_Set exercise:_
Rewrite the rows, swapping "target named above" for "target listed above" and leaving everything else unchanged.

Data records

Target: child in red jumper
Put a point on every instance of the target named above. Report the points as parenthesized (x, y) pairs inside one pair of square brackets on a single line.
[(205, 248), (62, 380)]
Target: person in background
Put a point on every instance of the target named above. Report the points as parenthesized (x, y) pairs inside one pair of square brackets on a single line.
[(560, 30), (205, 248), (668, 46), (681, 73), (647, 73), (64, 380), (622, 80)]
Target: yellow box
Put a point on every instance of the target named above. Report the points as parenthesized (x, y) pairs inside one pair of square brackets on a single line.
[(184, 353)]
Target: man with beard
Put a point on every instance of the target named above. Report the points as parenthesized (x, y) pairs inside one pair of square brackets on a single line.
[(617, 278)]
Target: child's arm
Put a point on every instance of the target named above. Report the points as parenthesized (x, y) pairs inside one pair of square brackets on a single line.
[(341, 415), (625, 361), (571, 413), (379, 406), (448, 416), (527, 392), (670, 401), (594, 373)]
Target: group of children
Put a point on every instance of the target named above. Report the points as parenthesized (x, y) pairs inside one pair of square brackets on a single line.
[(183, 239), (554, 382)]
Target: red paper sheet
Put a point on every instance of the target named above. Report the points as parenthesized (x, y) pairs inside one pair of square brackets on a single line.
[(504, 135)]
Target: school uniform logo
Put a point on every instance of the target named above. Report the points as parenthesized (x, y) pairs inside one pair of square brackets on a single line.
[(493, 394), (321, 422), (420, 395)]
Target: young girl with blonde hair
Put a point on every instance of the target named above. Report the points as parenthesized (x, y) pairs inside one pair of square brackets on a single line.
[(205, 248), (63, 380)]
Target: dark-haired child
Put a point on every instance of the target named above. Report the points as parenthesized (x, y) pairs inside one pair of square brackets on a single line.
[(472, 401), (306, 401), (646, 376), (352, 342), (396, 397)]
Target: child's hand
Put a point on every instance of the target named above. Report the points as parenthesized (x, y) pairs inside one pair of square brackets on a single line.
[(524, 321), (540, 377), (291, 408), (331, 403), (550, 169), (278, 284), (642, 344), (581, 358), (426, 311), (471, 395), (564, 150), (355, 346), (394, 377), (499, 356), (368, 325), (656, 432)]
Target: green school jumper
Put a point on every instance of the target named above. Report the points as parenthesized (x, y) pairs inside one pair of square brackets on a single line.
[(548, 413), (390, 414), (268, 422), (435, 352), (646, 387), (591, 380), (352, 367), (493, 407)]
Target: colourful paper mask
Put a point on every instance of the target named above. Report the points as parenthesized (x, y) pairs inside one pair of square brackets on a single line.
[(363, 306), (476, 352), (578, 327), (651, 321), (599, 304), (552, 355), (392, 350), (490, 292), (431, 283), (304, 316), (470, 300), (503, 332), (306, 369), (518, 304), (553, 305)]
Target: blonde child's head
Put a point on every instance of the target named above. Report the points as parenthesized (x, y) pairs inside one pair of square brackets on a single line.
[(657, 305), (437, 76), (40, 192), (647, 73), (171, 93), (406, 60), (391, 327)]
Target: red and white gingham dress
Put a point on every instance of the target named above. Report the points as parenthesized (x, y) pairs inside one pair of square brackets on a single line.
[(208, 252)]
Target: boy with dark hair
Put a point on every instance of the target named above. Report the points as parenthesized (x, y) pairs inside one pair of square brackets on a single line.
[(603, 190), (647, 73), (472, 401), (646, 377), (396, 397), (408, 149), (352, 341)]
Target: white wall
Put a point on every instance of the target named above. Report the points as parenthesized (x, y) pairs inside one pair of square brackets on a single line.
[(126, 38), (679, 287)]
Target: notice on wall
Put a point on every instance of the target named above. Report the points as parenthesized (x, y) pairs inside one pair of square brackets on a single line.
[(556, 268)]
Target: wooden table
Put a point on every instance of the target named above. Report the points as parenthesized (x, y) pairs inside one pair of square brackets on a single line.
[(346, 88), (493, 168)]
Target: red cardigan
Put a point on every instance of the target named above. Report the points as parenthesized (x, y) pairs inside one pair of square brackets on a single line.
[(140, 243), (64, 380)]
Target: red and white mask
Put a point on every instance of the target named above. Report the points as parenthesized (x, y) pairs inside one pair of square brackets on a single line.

_Written answer:_
Target: child in red jumper
Put a point on every instance of the target listed above. Report the points as parenthesized (x, y) pairs inside one pair of square brackets on a single line.
[(205, 248), (62, 380)]
Target: person in background
Put a point on every instance of the target listed above. Report the points as parenthesized (x, y) pairs inside one pair of square brackets on a single line.
[(560, 30), (205, 248), (668, 46), (681, 73), (647, 73), (64, 380), (622, 80)]
Target: yellow box
Put a point on every instance of the target listed above. Report the points as parenthesized (x, y) pairs inside one pair of square brackets on a single line.
[(184, 353)]
Target: man with beard
Put a point on every instance of the target listed above. Report the points as parenthesized (x, y) pairs inside one pair of square brackets on a single line.
[(617, 278)]
Target: child's arm
Put a point on every instance of the target listed above. Report the points as parenthesized (x, y) pairs inside one pair of square brackets on a single line.
[(341, 415), (625, 361), (571, 413), (379, 406), (448, 416), (527, 392), (670, 401), (594, 373)]
Target: group of children
Put a point on every instance of the target listed above. Report the points as parenthesized (x, y) pairs inside one pair of square brackets on a single line.
[(183, 239), (554, 382)]
Target: red paper sheet
Put a point on every instance of the target listed above. Report the points as parenthesized (x, y) pairs inside one pair of square brackets on a single line.
[(504, 135)]
Target: school uniform logo
Put a point on every instance of the target listed above. Report the points as parenthesized (x, y) pairs inside one pair of square brackets on a single line.
[(493, 394), (321, 422), (420, 395)]
Target: young girl with blonde hair
Put a point on every instance of the target listed above. Report the points as parenthesized (x, y) pairs inside one pair of square brackets on a single line.
[(205, 248), (63, 380)]
Target: dark-haired child
Put a point on every instance of the target listed above. Report the points as parenthesized (x, y) pairs inside one pair of square brackets on a single line.
[(472, 401), (306, 401), (646, 376), (352, 342), (396, 397)]
Target: child's hand
Put a point on every instance of the target listed above. Report the points as parenthesized (x, y) pairs inside one pair of square brackets on a single line.
[(524, 321), (540, 377), (291, 408), (331, 403), (550, 169), (278, 284), (642, 344), (581, 358), (426, 311), (471, 395), (564, 150), (355, 346), (394, 377), (499, 356), (368, 325), (656, 432)]
Target: green school jumper
Put a point on every instance of the target listed above. Report the points as parenthesized (x, y) pairs inside one pair of square brackets on a single line.
[(548, 413), (390, 414), (268, 422), (435, 352), (646, 387), (591, 380), (352, 367), (493, 407)]
Target: colourful paper mask
Put a point on every instance of the target listed above. Report the points as parenthesized (x, y) pairs inside one pair of square brackets on a single line.
[(363, 306), (476, 352), (578, 327), (651, 321), (599, 304), (552, 355), (392, 350), (490, 292), (431, 283), (304, 316), (470, 300), (503, 332), (306, 369), (518, 304), (553, 305)]
Target: blonde child's head
Put a point on every instance of the target listed above. Report the points as parenthesized (x, y) pairs inside one pair of square brackets on a single line.
[(657, 305), (437, 76), (40, 192), (647, 73), (171, 93), (406, 60), (391, 327)]
Target: red and white gingham dress
Put a point on every instance of the target listed above. Report the points as parenthesized (x, y) pairs inside one pair of square brackets on a single line.
[(208, 252)]
Target: boy with dark hair
Put a point on every instance of the target listed above. Report the points as parenthesized (x, y) pairs inside one pair of square brackets on a single line.
[(603, 190), (647, 73), (472, 401), (646, 377), (396, 397), (408, 149), (352, 341)]
Target: white wall
Put a point on every instance of the target listed above. Report the points as parenthesized (x, y) pairs inside one pair of square brackets on a single line.
[(126, 38), (679, 287)]
Target: notice on wall
Put a point on every instance of the target listed above. Report the points as parenthesized (x, y) pairs inside one pair of square brackets on a single line.
[(556, 268)]
Target: wooden table
Put a point on every instance of the target listed above. Report the points as parenthesized (x, y) pairs inside one pair of square brackets on a single line.
[(346, 88), (493, 168)]
Target: red cardigan
Put a point on every instance of the target listed above. Report the points as parenthesized (x, y) pairs inside one pair of square brackets on a single line.
[(140, 243), (64, 380)]
Target: red and white mask
Put a point on every instance of the target listed above. Report the points as parenthesized (x, y) pairs inside one pair of square brackets on a single line.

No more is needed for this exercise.